§ Work to do: Count the lines in the entries below that contain the string "deck". Give only the number.

§ Extracted material:
***

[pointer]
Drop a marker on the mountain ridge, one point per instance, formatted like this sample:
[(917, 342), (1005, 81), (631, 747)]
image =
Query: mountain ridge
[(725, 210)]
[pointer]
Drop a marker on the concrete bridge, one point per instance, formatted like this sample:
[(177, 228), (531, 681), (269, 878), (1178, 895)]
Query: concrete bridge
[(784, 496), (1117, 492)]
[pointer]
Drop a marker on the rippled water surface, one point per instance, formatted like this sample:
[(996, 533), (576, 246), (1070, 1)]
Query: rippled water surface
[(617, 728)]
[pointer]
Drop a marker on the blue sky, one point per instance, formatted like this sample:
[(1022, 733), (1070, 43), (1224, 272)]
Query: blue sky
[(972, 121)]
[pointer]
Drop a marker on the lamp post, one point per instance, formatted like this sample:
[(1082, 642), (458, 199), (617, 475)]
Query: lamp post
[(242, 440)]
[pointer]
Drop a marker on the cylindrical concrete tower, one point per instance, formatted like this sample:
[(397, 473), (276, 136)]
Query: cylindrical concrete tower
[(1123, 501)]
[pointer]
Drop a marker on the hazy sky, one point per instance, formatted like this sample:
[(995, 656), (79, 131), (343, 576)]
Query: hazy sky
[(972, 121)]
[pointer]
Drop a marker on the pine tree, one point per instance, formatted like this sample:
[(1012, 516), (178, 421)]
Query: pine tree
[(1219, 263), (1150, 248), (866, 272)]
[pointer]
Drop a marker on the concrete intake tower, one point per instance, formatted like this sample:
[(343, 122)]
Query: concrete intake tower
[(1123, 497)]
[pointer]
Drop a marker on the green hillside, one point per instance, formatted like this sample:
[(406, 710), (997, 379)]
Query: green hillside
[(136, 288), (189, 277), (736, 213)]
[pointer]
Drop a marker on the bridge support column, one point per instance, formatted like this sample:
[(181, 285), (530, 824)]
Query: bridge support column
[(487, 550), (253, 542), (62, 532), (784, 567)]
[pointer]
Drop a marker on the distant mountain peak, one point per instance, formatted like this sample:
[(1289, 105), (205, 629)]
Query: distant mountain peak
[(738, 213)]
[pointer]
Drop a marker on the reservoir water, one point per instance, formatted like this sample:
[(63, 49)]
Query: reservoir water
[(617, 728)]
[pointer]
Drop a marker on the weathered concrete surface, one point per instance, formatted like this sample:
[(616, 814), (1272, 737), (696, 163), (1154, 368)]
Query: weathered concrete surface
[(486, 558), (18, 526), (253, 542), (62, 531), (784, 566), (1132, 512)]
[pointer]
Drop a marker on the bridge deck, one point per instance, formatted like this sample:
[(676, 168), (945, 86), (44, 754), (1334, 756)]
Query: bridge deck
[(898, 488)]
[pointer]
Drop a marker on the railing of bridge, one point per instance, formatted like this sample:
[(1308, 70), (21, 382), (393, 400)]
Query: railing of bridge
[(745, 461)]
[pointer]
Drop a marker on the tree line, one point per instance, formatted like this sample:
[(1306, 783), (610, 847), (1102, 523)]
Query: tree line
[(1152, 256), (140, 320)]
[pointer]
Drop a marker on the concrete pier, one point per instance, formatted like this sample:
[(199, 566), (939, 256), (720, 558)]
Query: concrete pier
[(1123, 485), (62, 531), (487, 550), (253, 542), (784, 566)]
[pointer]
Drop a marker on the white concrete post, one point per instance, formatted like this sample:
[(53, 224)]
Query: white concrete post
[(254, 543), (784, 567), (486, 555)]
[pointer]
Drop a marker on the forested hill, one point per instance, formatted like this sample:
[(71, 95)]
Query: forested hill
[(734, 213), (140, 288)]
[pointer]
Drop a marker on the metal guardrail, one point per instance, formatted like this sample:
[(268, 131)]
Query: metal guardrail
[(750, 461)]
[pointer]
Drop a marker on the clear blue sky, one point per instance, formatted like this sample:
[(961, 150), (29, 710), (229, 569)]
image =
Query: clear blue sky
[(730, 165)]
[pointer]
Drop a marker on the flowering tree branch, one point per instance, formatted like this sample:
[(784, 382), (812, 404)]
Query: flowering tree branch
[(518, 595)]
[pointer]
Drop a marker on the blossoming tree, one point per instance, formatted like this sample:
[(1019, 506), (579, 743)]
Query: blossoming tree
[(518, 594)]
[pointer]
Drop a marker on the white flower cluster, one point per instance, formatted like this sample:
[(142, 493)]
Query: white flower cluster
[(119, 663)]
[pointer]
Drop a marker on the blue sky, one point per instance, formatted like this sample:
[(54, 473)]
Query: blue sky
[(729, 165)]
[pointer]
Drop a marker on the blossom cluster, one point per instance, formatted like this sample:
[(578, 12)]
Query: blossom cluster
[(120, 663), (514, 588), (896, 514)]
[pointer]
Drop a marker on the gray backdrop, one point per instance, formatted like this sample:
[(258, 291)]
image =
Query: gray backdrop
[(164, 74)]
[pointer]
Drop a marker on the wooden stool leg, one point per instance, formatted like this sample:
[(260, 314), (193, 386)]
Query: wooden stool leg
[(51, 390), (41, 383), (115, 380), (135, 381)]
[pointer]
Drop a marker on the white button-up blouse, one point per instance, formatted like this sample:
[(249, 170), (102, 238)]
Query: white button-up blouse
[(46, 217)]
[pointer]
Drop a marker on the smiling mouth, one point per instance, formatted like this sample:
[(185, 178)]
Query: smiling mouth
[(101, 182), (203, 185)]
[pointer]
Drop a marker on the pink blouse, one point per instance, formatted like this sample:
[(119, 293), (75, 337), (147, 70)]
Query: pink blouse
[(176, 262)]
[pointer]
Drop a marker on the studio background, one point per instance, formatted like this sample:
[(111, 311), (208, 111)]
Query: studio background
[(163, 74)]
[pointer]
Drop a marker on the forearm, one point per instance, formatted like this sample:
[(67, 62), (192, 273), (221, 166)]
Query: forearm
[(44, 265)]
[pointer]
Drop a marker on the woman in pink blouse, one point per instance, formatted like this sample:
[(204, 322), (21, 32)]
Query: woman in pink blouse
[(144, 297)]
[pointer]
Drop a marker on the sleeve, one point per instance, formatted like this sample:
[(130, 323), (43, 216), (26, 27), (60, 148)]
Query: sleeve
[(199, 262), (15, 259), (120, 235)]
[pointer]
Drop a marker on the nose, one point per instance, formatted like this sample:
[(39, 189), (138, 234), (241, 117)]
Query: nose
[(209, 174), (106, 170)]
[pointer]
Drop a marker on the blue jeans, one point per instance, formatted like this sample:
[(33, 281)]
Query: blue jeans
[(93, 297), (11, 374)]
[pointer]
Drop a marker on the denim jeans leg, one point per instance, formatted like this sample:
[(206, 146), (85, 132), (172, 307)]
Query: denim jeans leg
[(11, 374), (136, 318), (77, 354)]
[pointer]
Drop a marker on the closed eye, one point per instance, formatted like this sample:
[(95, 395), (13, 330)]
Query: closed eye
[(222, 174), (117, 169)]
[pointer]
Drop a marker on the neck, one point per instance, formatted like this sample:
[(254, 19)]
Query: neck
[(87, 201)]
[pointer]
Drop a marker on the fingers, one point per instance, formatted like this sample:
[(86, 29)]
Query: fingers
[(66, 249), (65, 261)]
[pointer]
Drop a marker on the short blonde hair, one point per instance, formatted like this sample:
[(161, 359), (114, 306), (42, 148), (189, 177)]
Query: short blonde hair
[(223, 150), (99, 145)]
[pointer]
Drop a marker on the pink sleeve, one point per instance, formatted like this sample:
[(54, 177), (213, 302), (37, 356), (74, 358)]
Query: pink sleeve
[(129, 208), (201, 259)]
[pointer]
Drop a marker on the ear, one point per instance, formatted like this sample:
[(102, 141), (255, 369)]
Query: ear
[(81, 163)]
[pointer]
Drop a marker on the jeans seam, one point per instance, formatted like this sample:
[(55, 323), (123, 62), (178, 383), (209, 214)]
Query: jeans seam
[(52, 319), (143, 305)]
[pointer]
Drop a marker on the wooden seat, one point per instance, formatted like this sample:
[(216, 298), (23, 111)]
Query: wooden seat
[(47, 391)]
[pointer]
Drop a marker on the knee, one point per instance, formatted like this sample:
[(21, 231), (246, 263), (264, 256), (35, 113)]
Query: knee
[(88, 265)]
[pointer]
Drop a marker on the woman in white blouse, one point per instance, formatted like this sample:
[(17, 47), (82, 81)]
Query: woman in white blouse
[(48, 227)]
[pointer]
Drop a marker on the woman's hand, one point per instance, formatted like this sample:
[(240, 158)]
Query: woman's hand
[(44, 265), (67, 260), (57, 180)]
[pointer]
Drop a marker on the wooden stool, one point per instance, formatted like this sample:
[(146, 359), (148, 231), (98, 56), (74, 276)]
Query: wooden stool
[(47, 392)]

***

§ Result of the exercise: 2